- **Task instructions**
In the forum thread below about likes, what number did black'n'yellow's likes count drop to overnight?
[start of Passage]
# 'Likes'



## black'n'yellow (26 Nov 2012)

Just noticed my 'likes' count has dropped overnight, from 600+ down to 593. Now, I'm not losing any sleep over it, but is this a system error, or have I upset someone to the point that they are fanatically going through my old posts, 'unliking' my comments...??


----------



## ianrauk (26 Nov 2012)

There was a problem with someone else's account where their posts have been wiped. That is probably the reason.


----------



## black'n'yellow (26 Nov 2012)

good point - possibly Mr Jazloc below, perhaps. Ta..


----------



## Col5632 (27 Nov 2012)

I noticed some of my posts had also disappeared, again not losing any sleep over it but just wondered what happened


----------



## ianrauk (27 Nov 2012)

Col5632 said:


> I noticed some of my posts had also disappeared, again not losing any sleep over it but just wondered what happened


 

If you replied to any spammers threads that were deleted then yes, your posts would also disappear.


----------



## benb (27 Nov 2012)

I liked your OP. Hope that helps you feel validated!


----------



## Col5632 (27 Nov 2012)

ianrauk said:


> If you replied to any spammers threads that were deleted then yes, your posts would also disappear.


 
Ah that makes sense, cant remember which threads i have replied too


----------



## black'n'yellow (27 Nov 2012)

benb said:


> I liked your OP. Hope that helps you feel validated!


 
thanks - I'm feeling much better now...


----------



## colly (27 Nov 2012)

black'n'yellow said:


> thanks - I'm feeling much better now...


There's one for you to 'up' the count again.


----------



## black'n'yellow (27 Nov 2012)

thanks - every like increases my power...   or something....


----------



## Nihal (28 Nov 2012)

Okayyyyy............there IS something wrong.........i look up yesterday after reading this thread "Like-464"............today its "Likes-480"........not that i'm complaining or anything but i honestly swear i havent posted anything for the past week or so and no like alerts form yesterday to today.......and i didn't keep Shaun at gunpoint either....so........er........can anybody explain this??


----------



## Mad Doug Biker (28 Nov 2012)

Nihal said:


> Okayyyyy............there IS something wrong.........i look up yesterday after reading this thread "Like-464"............today its "Likes-480"........not that i'm complaining or anything but i honestly swear i havent posted anything for the past week or so and no like alerts form yesterday to today.......and i did'nt keep Shaun at gunpoint either....so........er........can anybody explain this??



You obviously posted something so devastating funny that nobody noticed straight away!


----------



## Nihal (28 Nov 2012)

Mad Doug Biker said:


> You obviously posted something so devastating funny that nobody noticed straight away!


Well zen how do you explain the "No Alerts" factor....Mr.Doug


----------



## Mad Doug Biker (28 Nov 2012)

Nihal said:


> Well zen how do you explain the "No Alerts" factor....Mr.Doug



Its a bit of a pain having to post them to India you know, and I wouldn't be surprised if some got lost.


----------



## black'n'yellow (28 Nov 2012)
[end of Passage]
[start of Stored data]
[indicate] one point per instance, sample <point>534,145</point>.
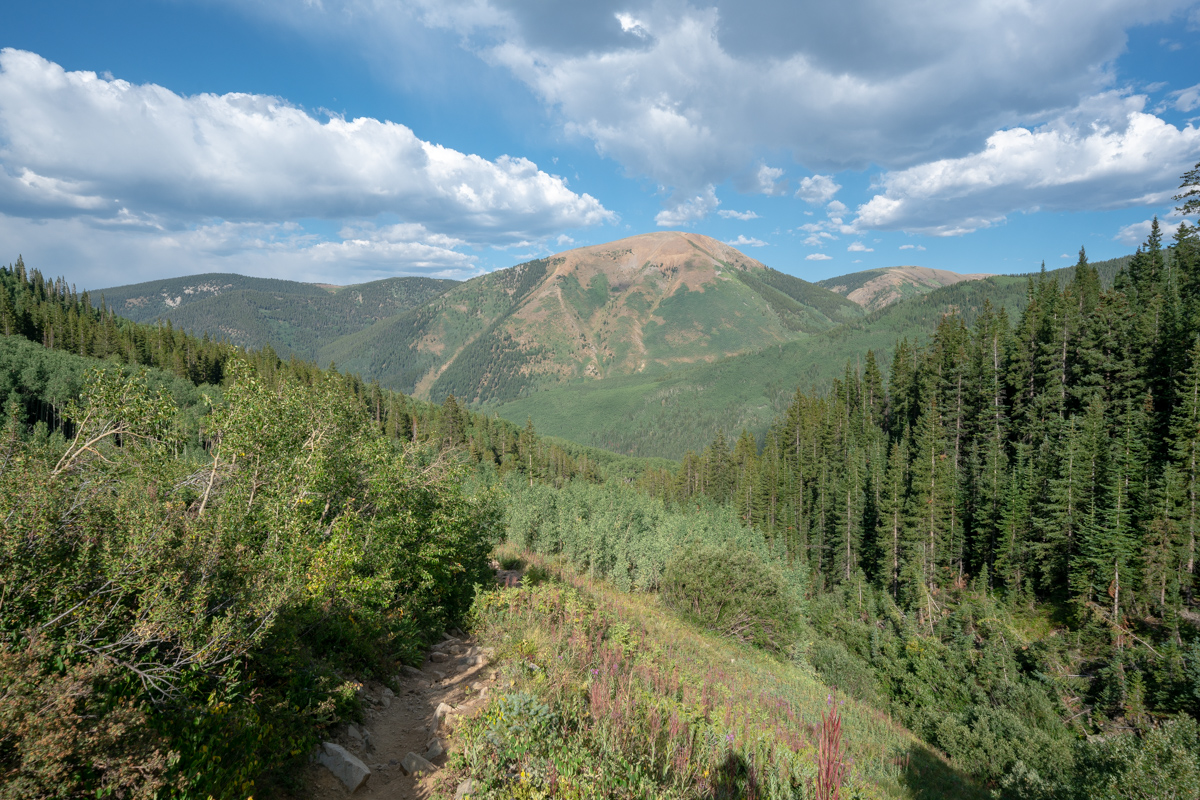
[end of Stored data]
- **The response**
593